→ **Ваши задания**:
A - Согласно отрывку о лужицких сербах и чехах, где должна была пройти восточная граница германского рейха в результате осуществления плана «Ост»?
B - Допишите продолжение отрывка о лужицких сербах и чехах, начиная сразу после его последнего предложения.
━━━━━ Отрывок со страницы
Разносторонняя помощь со стороны Чехословакии сыграла важную роль в сохранении национальной идентичности славянского населения Лужицы в межвоенный период, во многом компенсировав отсутствие у лужицких сербов «собственного» национального государства за пределами Германии.

Во второй главе «Лужицкие сербы и чехи под нацистским гнетом» анализируется политика нацистской Германии в отношении лужицких сербов и чехов. Приход нацистов к власти в Германии создал наибольшую угрозу самому существованию всех славянских народов за всю их историю. В соответствии с генеральным планом «Ост», разработанным главным управлением имперской безопасности нацистской Германии, в течение 30 лет планировалось переселение, германизация и физическая ликвидация 60-65 миллионов славян и евреев; восточная граница германского рейха в результате осуществления этого плана должна была пройти от Ладожского озера на севере до берегов Черного моря восточнее Перекопского перешейка на юге.97 Наряду с этим планировалось выделение «расово пригодной» части западнославянского населения и ее последующая германизация.98 В первую очередь это касалось лужицких сербов и чехов, часть которых теоретики немецкого национал-социализма признавали в целом «пригодным биологическим материалом» для постепенной германизации.
━━━━━━━━━━
━━━━━ Извлечённые данные
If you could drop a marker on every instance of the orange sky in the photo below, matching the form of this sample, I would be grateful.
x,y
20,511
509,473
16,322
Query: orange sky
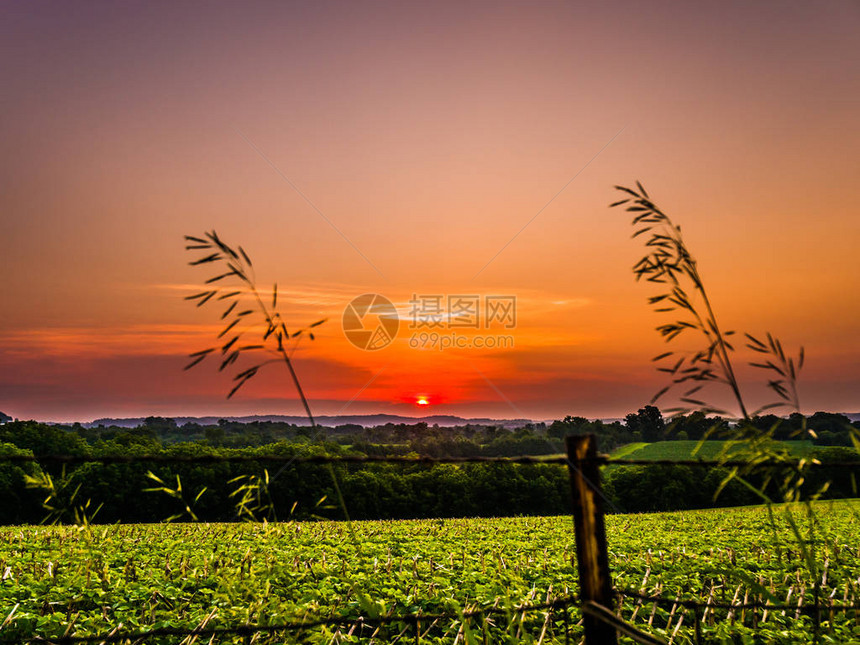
x,y
397,149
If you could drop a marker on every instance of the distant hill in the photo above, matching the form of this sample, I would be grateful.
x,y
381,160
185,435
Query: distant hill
x,y
366,420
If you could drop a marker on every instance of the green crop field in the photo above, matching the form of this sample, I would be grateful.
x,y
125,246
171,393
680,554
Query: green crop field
x,y
689,449
58,580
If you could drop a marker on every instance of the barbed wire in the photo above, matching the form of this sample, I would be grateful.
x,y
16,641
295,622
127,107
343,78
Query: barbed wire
x,y
697,604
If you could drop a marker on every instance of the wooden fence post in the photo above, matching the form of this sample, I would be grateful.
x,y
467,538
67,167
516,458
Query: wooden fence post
x,y
592,556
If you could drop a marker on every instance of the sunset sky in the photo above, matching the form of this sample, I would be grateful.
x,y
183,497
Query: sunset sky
x,y
418,149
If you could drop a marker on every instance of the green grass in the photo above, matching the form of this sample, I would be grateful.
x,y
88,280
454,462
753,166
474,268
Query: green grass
x,y
175,575
627,449
687,449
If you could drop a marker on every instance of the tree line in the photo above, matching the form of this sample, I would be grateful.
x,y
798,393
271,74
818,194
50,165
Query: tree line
x,y
220,491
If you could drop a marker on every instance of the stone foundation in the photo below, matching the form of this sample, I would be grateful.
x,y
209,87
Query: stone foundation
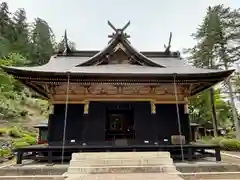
x,y
121,164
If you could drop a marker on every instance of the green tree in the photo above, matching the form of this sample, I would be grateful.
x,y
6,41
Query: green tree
x,y
200,109
218,39
43,42
5,30
21,42
203,54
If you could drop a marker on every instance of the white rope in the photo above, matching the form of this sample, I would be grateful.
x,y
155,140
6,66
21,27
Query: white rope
x,y
65,118
178,117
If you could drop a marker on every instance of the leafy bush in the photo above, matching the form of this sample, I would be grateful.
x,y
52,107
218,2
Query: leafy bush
x,y
216,140
3,131
225,143
14,132
230,145
27,139
20,144
5,152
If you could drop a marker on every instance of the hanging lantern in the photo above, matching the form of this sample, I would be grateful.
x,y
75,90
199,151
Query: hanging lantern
x,y
186,110
86,107
153,108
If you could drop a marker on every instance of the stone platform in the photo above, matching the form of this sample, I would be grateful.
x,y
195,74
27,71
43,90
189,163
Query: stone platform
x,y
122,165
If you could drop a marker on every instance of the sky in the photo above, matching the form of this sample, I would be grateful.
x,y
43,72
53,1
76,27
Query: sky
x,y
151,20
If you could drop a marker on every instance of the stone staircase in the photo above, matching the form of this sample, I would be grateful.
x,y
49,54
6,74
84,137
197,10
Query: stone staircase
x,y
122,165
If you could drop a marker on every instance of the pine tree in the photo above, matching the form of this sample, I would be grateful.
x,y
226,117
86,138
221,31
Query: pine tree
x,y
203,54
217,38
43,42
21,42
5,30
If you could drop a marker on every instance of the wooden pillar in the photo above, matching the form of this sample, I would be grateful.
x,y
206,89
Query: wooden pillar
x,y
189,124
85,119
154,121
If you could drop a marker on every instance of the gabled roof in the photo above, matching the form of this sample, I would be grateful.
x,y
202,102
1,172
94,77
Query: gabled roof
x,y
119,41
140,64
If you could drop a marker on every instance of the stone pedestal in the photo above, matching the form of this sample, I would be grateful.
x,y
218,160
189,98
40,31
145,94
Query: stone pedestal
x,y
84,165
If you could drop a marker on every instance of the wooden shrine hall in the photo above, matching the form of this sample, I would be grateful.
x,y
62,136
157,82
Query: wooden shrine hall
x,y
117,97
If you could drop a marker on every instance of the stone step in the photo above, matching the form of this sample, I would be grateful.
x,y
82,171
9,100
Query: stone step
x,y
122,162
123,155
133,176
36,177
122,169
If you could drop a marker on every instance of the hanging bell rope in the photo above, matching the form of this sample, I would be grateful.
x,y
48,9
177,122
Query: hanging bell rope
x,y
65,116
178,116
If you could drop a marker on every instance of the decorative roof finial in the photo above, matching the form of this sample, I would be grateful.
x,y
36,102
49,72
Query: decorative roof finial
x,y
167,48
118,31
66,46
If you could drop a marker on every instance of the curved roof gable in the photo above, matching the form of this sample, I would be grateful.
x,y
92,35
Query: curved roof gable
x,y
119,51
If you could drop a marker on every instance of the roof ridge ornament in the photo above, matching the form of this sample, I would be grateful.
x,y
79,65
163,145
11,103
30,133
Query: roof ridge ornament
x,y
167,48
119,31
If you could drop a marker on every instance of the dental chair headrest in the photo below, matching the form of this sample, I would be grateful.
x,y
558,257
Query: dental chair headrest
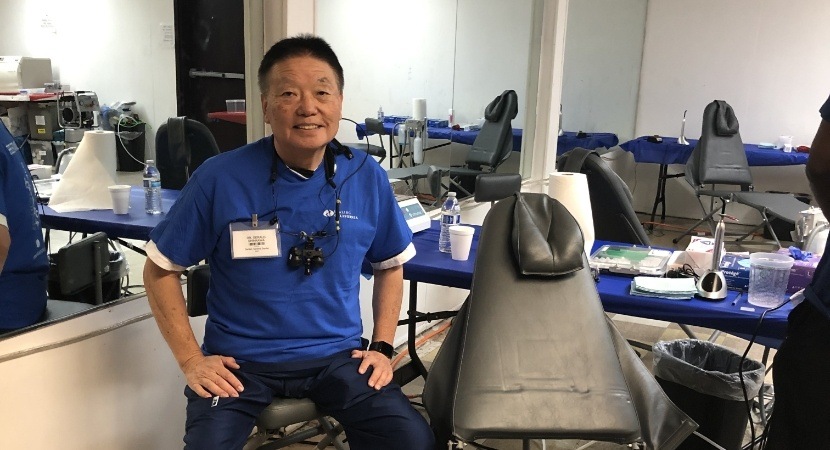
x,y
546,238
726,124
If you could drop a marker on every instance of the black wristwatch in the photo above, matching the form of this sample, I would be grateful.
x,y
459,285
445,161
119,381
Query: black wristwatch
x,y
383,348
825,110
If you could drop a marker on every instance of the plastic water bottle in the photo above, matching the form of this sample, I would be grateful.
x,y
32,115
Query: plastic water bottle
x,y
450,215
152,188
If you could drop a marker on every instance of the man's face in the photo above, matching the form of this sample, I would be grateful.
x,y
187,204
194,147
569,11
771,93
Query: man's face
x,y
303,104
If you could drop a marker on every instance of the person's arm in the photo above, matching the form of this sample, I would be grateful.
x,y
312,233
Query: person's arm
x,y
387,296
818,166
207,376
5,243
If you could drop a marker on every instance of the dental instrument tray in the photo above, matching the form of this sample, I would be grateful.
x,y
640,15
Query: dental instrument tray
x,y
630,260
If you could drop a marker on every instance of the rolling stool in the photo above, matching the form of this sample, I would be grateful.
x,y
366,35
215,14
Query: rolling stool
x,y
282,412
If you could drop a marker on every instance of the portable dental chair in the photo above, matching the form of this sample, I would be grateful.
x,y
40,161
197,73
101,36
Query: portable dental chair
x,y
531,354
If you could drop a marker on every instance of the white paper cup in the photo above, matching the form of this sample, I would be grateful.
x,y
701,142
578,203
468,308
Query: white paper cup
x,y
120,194
461,239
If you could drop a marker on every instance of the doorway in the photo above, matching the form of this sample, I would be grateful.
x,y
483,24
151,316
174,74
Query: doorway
x,y
210,64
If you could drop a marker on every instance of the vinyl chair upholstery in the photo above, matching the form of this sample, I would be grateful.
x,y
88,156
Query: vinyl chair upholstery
x,y
719,158
492,146
182,145
518,362
282,412
372,126
611,201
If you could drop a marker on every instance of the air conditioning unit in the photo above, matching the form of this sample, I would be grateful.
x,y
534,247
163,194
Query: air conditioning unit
x,y
23,72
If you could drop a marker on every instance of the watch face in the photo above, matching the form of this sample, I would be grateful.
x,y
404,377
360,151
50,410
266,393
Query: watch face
x,y
383,348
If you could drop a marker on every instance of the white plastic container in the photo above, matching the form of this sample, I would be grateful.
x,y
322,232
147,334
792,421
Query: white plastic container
x,y
768,277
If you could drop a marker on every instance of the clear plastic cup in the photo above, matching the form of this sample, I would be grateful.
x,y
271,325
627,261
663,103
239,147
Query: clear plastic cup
x,y
236,105
768,277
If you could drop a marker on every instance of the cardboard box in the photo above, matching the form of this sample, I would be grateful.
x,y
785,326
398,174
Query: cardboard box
x,y
735,268
699,252
801,273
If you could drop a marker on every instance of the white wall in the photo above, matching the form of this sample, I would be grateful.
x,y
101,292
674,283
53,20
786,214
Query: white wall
x,y
457,55
767,59
603,51
105,380
112,47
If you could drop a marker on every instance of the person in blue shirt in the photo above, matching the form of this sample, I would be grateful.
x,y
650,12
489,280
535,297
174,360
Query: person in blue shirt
x,y
285,224
24,265
801,413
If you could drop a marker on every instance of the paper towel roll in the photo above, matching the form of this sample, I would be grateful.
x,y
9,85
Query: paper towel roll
x,y
419,108
571,190
83,185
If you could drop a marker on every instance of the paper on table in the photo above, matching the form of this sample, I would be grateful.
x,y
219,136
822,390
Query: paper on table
x,y
670,288
83,185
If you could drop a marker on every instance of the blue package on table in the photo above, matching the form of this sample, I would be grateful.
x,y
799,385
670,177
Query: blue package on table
x,y
735,269
394,119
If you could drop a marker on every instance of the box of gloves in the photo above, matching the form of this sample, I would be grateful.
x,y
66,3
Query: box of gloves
x,y
803,268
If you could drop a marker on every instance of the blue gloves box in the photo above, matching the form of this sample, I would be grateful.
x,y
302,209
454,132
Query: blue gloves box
x,y
735,268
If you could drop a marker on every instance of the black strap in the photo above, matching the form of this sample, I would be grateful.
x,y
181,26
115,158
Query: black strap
x,y
177,142
575,159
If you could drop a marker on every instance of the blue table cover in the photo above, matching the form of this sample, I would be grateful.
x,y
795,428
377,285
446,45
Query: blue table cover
x,y
135,225
431,266
434,267
670,152
566,142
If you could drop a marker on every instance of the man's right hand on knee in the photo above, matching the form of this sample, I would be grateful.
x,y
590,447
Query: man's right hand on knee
x,y
210,376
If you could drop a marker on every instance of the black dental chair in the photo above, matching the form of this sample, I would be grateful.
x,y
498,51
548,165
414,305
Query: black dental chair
x,y
531,354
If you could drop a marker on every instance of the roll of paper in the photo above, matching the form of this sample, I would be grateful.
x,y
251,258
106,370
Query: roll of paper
x,y
571,190
419,108
84,184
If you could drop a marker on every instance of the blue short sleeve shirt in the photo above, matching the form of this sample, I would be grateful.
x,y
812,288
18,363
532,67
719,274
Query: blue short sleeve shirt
x,y
261,309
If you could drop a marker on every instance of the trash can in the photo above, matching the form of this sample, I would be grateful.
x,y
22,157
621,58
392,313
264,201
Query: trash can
x,y
129,144
703,379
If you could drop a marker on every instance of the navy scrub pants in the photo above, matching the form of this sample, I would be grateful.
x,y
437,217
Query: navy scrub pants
x,y
801,413
372,419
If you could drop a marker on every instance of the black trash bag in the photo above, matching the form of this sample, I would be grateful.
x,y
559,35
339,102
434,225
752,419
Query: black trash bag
x,y
707,368
703,379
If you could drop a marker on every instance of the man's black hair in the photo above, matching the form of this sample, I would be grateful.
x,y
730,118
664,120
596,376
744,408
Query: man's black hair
x,y
300,45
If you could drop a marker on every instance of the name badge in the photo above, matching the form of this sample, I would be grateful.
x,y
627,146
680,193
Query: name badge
x,y
252,240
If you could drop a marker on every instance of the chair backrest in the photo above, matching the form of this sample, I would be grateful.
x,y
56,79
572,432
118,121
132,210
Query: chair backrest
x,y
494,142
182,145
198,281
533,294
611,201
719,156
82,264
━━━━━━━━━━
→ **Ответы к упражнению**:
A - От Ладожского озера на севере до берегов Черного моря восточнее Перекопского перешейка на юге.

B -
Политика национал-социалистов по отношению к лужицким сербам исходила из необходимости их ликвидации как самобытного славянского этноса. В соответствии с планом Гиммлера, разработанным в 1940 г., основную массу серболужицкого населения планировалось переселить из Лужицы в Польшу на территорию генерал-губернаторства, где сербы-лужичане вместе с остальными славянами должны были образовать резервную трудовую армию, которую нацистские власти предполагали использовать на тяжелых физических работах.99 По плану Гиммлера, население генерал-губернаторства должно было состоять из а). «остатков неполноценного местного населения»; в). депортированного сюда населения «восточных провинций» и с). населения из различных областей Германии, обладавшего «неполноценными человеческими и расовыми качествами».100 Лужицкие сербы были отнесены Гиммлером к последней категории, т.е. к той части населения Германии, которая с точки зрения нацистов имела «неполноценные расовые и человеческие качества». Хотя первоначальные установки идеологов НСДАП определялись теорией о расовой неполноценности славян и сводились к необходимости сужения их жизненного пространства, международная и внутриполитическая обстановка накладывала заметный отпечаток на проводимую немецкими властями серболужицкую политику, которая прошла несколько этапов.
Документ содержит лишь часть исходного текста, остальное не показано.